» TEXTO:
A briga para ser a número um em vendas no mercado brasileiro sempre existiu, mas nunca foi tão abertamente declarada como agora. Executivos das três maiores fabricantes em condições de disputar o posto deixaram de usar meias palavras, como “liderança não é objetivo, é consequência”, para expor seus desejos.
Além da meta de chegar (ou permanecer) na liderança, os três presidentes das principais montadoras do País têm em comum o fato de serem jovens para as posições que ocupam (entre 44 e 48 anos), comandarem as operações da região e não só a brasileira e terem presidido as respectivas marcas na Argentina, principal parceira comercial do Brasil.
Dois deles são argentinos – Pablo Di Si, da Volkswagen, e Carlos Zarlenga, 44 anos, presidente da General Motors Mercosul -, e dois são casados com brasileiras – Di Si e o italiano Antonio Filosa, presidente da FCA América Latina.
Filosa, também de 44 anos, assumiu o cargo em março e já esquentou a disputa. Diz que a FCA, que junta Fiat e Jeep, será líder do mercado ainda este ano. Já a Fiat, sozinha, só deve voltar ao posto que já ocupou por 14 anos em 2020, quando tiver completado a renovação da linha de produtos. A marca italiana detém hoje 12,5% das vendas de automóveis e comerciais leves.

» REGISTROS:
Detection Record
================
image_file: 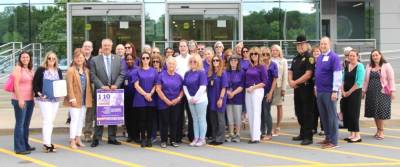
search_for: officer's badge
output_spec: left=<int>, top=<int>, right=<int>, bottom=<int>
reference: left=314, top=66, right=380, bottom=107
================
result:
left=308, top=58, right=315, bottom=64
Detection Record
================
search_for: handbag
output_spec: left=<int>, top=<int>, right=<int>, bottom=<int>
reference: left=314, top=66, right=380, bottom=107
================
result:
left=4, top=74, right=14, bottom=93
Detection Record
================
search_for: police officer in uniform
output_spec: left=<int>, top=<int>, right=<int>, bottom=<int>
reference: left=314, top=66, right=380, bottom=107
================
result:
left=288, top=35, right=315, bottom=145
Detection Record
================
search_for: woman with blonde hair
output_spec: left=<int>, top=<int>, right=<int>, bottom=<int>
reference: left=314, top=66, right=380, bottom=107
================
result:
left=64, top=48, right=92, bottom=149
left=33, top=51, right=63, bottom=153
left=245, top=47, right=267, bottom=144
left=271, top=44, right=288, bottom=136
left=183, top=54, right=208, bottom=146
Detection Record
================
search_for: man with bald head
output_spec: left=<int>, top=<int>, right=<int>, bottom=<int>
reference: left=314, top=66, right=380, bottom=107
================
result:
left=315, top=37, right=342, bottom=149
left=90, top=39, right=125, bottom=147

» TAREFAS A CUMPRIR:
#1 Responda com base no texto sobre a disputa entre montadoras pela liderança de vendas:
(a) Em que país os três presidentes já comandaram suas marcas?
(b) Qual é a idade de Carlos Zarlenga?
(c) Qual é a fatia da Fiat nas vendas de automóveis e comerciais leves?
#2 Retome o texto sobre a disputa entre montadoras pela liderança de vendas, prosseguindo a partir da última frase apresentada.

» LISTA DE RESPOSTAS:
#1
(a) Na Argentina.
(b) 44 anos.
(c) 12,5%.

#2
No grupo Fiat há 20 anos, Filosa trabalhou no Brasil por 12 anos e, em 2016 e 2017 comandou as operações argentinas. Seu ritmo de trabalho é frenético. No início do mês, quando se encontrou com um grupo de jornalistas em São Paulo, seu primeiro filho, Filippo, tinha oito dias de vida. “Ele não me viu em sete deles”, brincou.
Nos planos da Fiat estão também o lançamento de utilitários-esportivos. Sua coligada Jeep, especialista no segmento, já tem o Renegade e o Compass, ambos com bom desempenho em vendas. Detalhes de investimentos e produtos, contudo, só serão revelados no dia 1º de junho, na Itália, quando o presidente mundial da FCA, Sergio Marchionne, anunciar o próximo plano global do grupo.
A líder GM, com 17% da fatia do mercado, vai defender seu reinado também com a renovação de seus produtos. “Até 2022 serão 20 lançamentos”, informa Zarlenga, que preside o grupo desde setembro de 2016. No número de novos produtos, igual ao da VW, também “haverá muitos SUVs” e a substituição da maior parte da linha atual, como Onix, Prisma e Montana.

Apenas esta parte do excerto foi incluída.